● **Exercise**
Copy out, from the data below, each line in which the word "green" occurs.

● **Provided data**

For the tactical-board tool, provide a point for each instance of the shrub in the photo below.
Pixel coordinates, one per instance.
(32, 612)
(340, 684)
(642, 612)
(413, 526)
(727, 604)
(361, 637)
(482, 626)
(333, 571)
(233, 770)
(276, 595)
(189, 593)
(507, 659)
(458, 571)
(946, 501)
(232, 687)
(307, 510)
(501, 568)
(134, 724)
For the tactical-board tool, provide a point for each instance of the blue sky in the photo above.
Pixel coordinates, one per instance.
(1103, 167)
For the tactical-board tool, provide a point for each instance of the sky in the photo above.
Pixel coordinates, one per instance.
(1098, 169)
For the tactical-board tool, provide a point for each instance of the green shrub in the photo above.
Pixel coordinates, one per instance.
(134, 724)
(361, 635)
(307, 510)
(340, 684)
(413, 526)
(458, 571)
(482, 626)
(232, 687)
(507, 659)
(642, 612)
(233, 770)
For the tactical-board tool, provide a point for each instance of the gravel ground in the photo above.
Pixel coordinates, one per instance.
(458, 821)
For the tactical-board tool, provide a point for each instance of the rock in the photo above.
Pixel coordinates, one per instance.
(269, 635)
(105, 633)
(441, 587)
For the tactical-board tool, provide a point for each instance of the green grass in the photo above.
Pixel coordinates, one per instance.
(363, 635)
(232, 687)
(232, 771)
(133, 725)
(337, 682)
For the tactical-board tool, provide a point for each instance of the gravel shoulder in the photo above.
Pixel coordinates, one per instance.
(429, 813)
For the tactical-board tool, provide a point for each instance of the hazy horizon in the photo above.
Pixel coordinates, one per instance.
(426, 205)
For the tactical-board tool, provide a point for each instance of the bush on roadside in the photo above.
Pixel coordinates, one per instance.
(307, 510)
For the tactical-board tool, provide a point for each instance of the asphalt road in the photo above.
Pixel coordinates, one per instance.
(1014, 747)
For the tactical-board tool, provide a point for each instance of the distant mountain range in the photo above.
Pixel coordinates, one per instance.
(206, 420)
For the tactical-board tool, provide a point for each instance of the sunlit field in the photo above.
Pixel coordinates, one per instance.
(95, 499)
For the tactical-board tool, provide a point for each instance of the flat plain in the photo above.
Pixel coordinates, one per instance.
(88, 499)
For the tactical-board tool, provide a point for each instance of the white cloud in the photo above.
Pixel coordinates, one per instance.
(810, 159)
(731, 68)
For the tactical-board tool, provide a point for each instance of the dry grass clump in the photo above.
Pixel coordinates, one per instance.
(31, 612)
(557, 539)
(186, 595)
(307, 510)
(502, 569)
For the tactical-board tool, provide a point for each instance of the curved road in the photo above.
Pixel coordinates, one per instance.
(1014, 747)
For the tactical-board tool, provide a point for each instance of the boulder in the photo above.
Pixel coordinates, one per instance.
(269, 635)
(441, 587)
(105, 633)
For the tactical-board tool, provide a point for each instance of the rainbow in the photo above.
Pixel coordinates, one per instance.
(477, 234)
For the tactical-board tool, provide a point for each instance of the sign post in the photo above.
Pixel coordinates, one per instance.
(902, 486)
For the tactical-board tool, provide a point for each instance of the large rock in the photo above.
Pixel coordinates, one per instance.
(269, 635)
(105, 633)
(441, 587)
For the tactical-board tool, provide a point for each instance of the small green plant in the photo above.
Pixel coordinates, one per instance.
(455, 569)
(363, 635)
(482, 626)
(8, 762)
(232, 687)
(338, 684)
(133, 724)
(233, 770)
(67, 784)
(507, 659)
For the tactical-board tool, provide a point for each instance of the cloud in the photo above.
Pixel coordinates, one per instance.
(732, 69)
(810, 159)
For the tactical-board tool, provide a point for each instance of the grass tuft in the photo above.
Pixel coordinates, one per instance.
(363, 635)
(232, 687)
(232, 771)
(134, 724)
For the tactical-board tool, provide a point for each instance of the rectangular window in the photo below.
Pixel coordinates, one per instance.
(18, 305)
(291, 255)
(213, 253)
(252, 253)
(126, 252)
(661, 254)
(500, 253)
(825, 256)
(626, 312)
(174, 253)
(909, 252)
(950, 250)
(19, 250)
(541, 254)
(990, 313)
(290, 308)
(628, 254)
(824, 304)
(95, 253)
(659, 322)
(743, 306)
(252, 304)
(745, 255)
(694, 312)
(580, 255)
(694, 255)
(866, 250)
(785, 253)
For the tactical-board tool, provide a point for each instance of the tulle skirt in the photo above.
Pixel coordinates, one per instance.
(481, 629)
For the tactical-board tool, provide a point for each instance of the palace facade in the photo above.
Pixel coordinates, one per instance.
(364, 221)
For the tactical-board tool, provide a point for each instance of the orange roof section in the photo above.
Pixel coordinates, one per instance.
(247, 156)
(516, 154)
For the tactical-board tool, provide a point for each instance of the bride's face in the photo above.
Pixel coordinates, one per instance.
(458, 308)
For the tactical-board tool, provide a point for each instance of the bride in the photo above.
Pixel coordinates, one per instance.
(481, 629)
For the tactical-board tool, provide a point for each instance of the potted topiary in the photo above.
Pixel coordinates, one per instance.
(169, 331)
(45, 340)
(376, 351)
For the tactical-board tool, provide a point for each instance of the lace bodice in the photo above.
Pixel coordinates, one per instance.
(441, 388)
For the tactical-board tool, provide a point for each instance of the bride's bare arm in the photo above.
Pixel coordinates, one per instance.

● **Expected answer**
For the tactical-board tool, provide a point for each instance of the green shrub in the photo above.
For the tactical-board tool, provide a point for each instance of the green grass in the photo above.
For the tactical-board tool, provide a point for each instance of the small green plant in the photo above.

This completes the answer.